■ Task requirements:
(a) In the abstract on the Dungeness crab's heart under low salinity and hypoxia, explain why stroke volume fell overall when the two conditions came at the same time, even though hypoxia alone raised it.
(b) In the abstract on the Dungeness crab's heart under low salinity and hypoxia, what device was used to measure heart rate and blood flow through the arteries?

■ Document section:
[Start of section]
Balancing tissue perfusion demands: cardiovascular dynamics of Cancer magister during exposure to low salinity and hypoxia.

Decapod crustaceans inhabit aquatic environments that are frequently subjected to changes in salinity and oxygen content. The physiological responses of decapod crustaceans to either salinity or hypoxia are well documented; however, there are many fewer reports on the physiological responses during exposure to these parameters in combination. We investigated the effects of simultaneous and sequential combinations of low salinity and hypoxia on the cardiovascular physiology of the Dungeness crab, Cancer magister. Heart rate, as well as haemolymph flow rates through the anterolateral, hepatic, sternal and posterior arteries were measured using a pulsed-Doppler flowmeter. Summation of flows allowed calculation of cardiac output and division of this by heart rate yielded stroke volume. When hypoxia and low salinity were encountered simultaneously, the observed changes in cardiac properties tended to be a mix of both factors. Hypoxia caused a bradycardia, whereas exposure to low salinity was associated with a tachycardia. However, the hypoxic conditions had the dominant effect on heart rate. Although hypoxia caused an increase in stroke volume of the heart, the low salinity had a more pronounced effect, causing an overall decrease in stroke volume. The patterns of haemolymph flow through the arterial system also varied when hypoxia and low salinity were offered together. The resulting responses were a mix of those resulting from exposure to either parameter alone. When low salinity and hypoxia were offered sequentially, the parameter experienced first tended to have the dominant effect on cardiac function and haemolymph flows. Low salinity exposure was associated with an increase in heart rate, a decrease in stroke volume and cardiac output, and a concomitant decrease in haemolymph flow rates. Subsequent exposure to hypoxic conditions caused a slight decrease in rate, but other cardiovascular variables were largely unaffected. In contrast, when low salinity followed acclimation to hypoxic conditions, apart from an increased heart rate, there were no other cardiovascular changes associated with the low salinity episode. The implications of these changes in cardiovascular dynamics are discussed in relation to physiological mechanisms and the ecology of decapod crustaceans, in hypoxic or low salinity environments.[1]
[End of section]
■ Data records:
[Start of section]
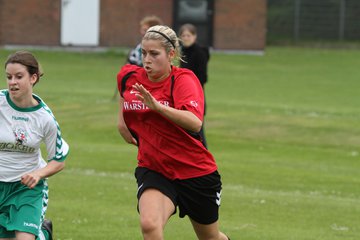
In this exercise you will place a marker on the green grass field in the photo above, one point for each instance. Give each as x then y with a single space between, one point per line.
284 128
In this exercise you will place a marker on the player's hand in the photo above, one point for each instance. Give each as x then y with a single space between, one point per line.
146 97
30 180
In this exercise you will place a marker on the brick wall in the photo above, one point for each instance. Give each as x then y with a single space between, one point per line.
119 21
240 24
35 22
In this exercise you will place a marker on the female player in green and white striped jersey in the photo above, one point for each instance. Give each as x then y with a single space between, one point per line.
26 122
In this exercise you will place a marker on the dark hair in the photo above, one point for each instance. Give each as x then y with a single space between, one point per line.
188 27
28 60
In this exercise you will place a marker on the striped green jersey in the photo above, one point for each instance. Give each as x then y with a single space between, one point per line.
22 130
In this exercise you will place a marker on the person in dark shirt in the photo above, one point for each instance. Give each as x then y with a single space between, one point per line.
195 58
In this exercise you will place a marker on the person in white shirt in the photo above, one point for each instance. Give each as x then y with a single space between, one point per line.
26 122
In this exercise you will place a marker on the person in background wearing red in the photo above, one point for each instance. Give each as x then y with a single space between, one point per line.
195 58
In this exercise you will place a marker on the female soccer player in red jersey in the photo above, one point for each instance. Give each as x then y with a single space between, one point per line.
161 112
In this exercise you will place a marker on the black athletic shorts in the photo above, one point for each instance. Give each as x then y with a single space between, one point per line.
199 198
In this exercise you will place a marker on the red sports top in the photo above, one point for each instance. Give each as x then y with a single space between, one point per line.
163 146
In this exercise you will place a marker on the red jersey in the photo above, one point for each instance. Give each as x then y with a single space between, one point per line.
163 146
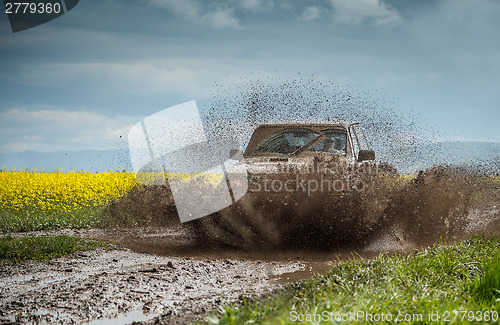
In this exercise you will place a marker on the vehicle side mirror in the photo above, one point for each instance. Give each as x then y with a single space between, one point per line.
236 154
366 155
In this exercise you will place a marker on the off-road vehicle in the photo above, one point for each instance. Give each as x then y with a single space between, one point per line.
306 183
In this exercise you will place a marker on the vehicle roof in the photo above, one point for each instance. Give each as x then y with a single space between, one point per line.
344 123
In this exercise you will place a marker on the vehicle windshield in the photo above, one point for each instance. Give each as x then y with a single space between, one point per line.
334 141
296 141
286 141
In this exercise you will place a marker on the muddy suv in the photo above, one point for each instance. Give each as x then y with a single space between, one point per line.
304 188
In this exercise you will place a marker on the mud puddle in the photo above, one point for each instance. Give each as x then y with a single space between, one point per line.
119 286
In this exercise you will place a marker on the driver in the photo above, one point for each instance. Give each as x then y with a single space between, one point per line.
332 145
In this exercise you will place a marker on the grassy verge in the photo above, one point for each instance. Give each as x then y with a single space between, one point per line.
44 247
458 283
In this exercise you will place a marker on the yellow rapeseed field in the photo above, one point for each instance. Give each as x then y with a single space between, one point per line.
31 200
20 190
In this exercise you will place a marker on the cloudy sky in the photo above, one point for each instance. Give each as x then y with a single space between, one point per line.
80 81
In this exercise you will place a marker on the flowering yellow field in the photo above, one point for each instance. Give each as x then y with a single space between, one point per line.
38 200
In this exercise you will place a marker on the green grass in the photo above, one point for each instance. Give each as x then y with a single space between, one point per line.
32 220
44 247
486 289
436 285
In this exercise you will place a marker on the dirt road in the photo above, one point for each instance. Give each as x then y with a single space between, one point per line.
95 287
159 275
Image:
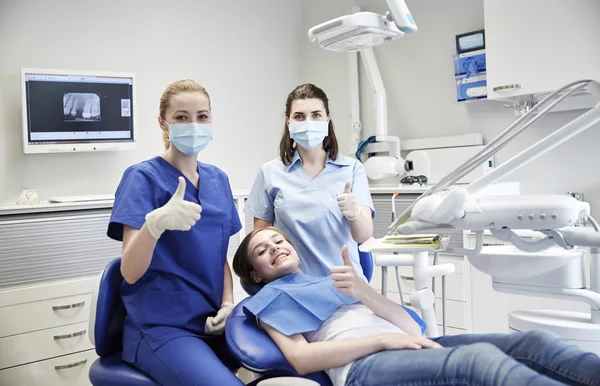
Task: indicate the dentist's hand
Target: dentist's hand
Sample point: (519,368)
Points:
(175,215)
(215,325)
(345,278)
(348,203)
[End of section]
■ Task results:
(a) Hypoxia raised stroke volume, but low salinity had a stronger effect that lowered it. Because the low-salinity effect was more pronounced, the combined result was an overall decrease in stroke volume.

(b) A pulsed-Doppler flowmeter.